Source extract START

It seems like it has taken an eternity to get our orchard planted, but thanks to some help from a friend this last weekend, the trees are finally in the ground!
So what took so long? First we had to decide where to put the orchard, then we had to clear the weeds, brush, trash, and copious amounts of poison oak out of the way. Then last year my health, or at that time, lack thereof, set us back an entire year. This last winter though, the deer fence finally went up, trenches were dug, irrigation pipe was glued up, and the orchard space started to take shape.
All the while, the fruit trees we’d purchased the previous year sat in giant ceramic pots on our front deck, away from the deer, but also not in the orchard where they belonged.
Over the past few weeks, while dodging raindrops, and trying not to create an erosion problem on the slope, we’ve been gradually planting our trees. This however was no simple or straightforward task. You see, the deer, who are now fenced out, are only part of the problem. The gophers and voles can still get in the orchard. As such, for the eighteen trees awaiting a permanent home in the orchard, every single one needed to be fitted with both gopher root guards, and vole trunk guards.
Let’s face it, those prefabricated gopher baskets are expensive, and most are too small to accommodate a sizable bare-root fruit tree. Instead, we bought a giant roll of gopher wire. We dug our holes a minimum of three feet wide by a foot or so deep, adjusting the dimensions as necessary for some of the larger rooted trees, and lined the holes with the wire.
The wire will eventually break down, but by then, we hope at least, that the trees will be large enough to sustain some root damage without permanent injury to the tree. Or maybe by then, we’ll get the gopher population under control…although I doubt they will ever go away.
With the tree tops protected by the deer fence, the roots protected by the gopher-wire, that just left the middle of the trees vulnerable to attack. Voles have been gradually becoming quite a problem here, last year decimating some of our neighbor’s crops. Voles can be deadly to young fruit trees, because they have a nasty habit of stripping the outer bark from the trunks…not unlike an errant string-trimmer, and if enough bark is removed around the circumference of the tree, the tree will die.

Source extract END
Dataset records START

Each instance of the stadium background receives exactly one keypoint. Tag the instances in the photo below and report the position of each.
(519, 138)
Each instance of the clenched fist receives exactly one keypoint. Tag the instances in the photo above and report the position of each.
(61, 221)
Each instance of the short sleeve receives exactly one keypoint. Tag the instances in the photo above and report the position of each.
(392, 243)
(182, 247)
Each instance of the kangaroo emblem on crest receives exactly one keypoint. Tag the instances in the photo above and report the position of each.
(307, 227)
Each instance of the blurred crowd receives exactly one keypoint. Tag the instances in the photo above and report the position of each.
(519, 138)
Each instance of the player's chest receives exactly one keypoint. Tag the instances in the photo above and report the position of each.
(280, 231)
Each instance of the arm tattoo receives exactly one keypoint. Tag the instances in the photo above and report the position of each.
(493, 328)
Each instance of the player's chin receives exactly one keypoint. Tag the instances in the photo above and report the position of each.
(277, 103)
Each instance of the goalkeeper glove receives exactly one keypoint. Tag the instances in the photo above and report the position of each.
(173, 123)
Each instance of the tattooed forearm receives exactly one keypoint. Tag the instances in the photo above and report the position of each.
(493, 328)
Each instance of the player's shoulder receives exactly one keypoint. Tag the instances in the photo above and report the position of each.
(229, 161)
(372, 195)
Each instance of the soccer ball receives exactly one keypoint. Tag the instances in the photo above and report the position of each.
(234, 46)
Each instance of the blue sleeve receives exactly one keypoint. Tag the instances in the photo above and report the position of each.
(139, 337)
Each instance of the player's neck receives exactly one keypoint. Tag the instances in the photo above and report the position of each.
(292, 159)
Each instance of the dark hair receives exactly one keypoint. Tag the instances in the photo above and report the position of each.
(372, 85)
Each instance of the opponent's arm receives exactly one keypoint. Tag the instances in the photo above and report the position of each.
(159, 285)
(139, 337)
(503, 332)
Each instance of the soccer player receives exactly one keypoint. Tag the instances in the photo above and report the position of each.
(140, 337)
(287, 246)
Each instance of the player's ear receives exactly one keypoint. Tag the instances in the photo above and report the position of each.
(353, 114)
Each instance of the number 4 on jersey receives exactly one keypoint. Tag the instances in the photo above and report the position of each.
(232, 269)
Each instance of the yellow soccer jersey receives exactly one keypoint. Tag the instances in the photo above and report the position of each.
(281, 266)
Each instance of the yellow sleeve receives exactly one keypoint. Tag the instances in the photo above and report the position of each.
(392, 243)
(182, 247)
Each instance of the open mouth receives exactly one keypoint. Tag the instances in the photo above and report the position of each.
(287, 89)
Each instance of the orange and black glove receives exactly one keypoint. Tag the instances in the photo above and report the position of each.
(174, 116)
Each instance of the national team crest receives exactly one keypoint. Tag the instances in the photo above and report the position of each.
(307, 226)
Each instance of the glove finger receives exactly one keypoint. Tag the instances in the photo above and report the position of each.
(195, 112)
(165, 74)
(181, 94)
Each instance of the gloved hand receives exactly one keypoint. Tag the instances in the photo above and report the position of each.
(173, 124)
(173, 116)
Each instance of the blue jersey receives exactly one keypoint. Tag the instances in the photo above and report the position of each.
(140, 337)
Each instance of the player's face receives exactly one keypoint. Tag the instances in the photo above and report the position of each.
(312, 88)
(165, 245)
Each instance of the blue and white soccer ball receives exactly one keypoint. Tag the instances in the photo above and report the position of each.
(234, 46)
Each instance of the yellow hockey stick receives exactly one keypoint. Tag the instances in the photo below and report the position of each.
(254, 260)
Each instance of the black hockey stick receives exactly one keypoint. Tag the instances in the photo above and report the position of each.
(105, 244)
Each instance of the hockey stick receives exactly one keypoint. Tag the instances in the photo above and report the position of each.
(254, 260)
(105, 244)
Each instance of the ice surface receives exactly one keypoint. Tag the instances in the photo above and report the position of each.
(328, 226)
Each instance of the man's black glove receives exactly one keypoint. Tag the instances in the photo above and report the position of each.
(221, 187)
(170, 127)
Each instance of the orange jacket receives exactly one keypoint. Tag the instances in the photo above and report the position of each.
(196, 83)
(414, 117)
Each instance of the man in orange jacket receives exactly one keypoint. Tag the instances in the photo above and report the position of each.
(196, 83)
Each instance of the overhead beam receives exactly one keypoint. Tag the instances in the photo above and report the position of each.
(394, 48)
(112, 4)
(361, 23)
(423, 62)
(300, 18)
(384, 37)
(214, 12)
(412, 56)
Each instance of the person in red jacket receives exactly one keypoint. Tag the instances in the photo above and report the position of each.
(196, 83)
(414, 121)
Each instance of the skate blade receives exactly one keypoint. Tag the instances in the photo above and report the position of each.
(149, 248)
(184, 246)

Dataset records END

Work task A:
In the orchard-planting post:
(i) What did the writers buy instead of prefabricated gopher baskets?
(ii) How many trees were waiting for a permanent home in the orchard?
(iii) Where did the fruit trees sit before they were planted?
Work task B: According to the orchard-planting post, why did the writers choose gopher wire over prefabricated gopher baskets? Answer in one to three sentences.
Work task C: How would the orchard-planting post go on from its final sentence? Continue it.

Task response A:
(i) A giant roll of gopher wire.
(ii) Eighteen.
(iii) In giant ceramic pots on the front deck.

Task response B: Prefabricated gopher baskets are expensive. Most are also too small to hold a sizable bare-root fruit tree, so the writers bought a giant roll of gopher wire and lined their own holes with it.

Task response C:
We looked for commercial vole guards, but most readily available trunk guards are rather flimsy, or overpriced, and generally not of sufficient quality to assure good long-term protection for the trunk. So instead, we purchased a roll of 1/4″ hardware cloth, broke out the tin-snips, and the hog ringer, and fashioned our own.
Knowing that I’ll never remember the names of all of the trees in the orchard, each tree had a lovely aluminum name tag bestowed upon it, including not just the name of the cultivar, but also the name of the rootstock. If we have any particular disease or hardiness issues down the road, it’s good to know what the rootstock was, in case we need to try a different one.
So each tree was positioned in the hole with the graft union facing northward to protect it from the scorching sun. The roots were decorated with gopher wire, the trunks with hardware cloth, and the branches fitted with stylish aluminum tags…did we forget anything? Oh! Yes.
Lastly, and most importantly, the trees need some food to get them off to a good start. When the holes were dug, the only thing returned to the hole, other than a little bone meal to supply phosphorus for robust root growth, was native soil. I remember when planting almost anything involved amending the dickens out of the soil before you dared to place a plant in the ground. Over the years, that wisdom has shifted as we’ve come to realize that plants are smarter than we give them credit for, and unless you’re trying to plant directly in something akin to concrete, it’s best to let the roots seek most of the nutrients they need, rather than feed it to them on a silver shovel. That said though, top dressing the root zone with a little organic fertilizer, rich in mycorrhizae will help to get the trees off to a solid start, and encourage strong healthy root growth.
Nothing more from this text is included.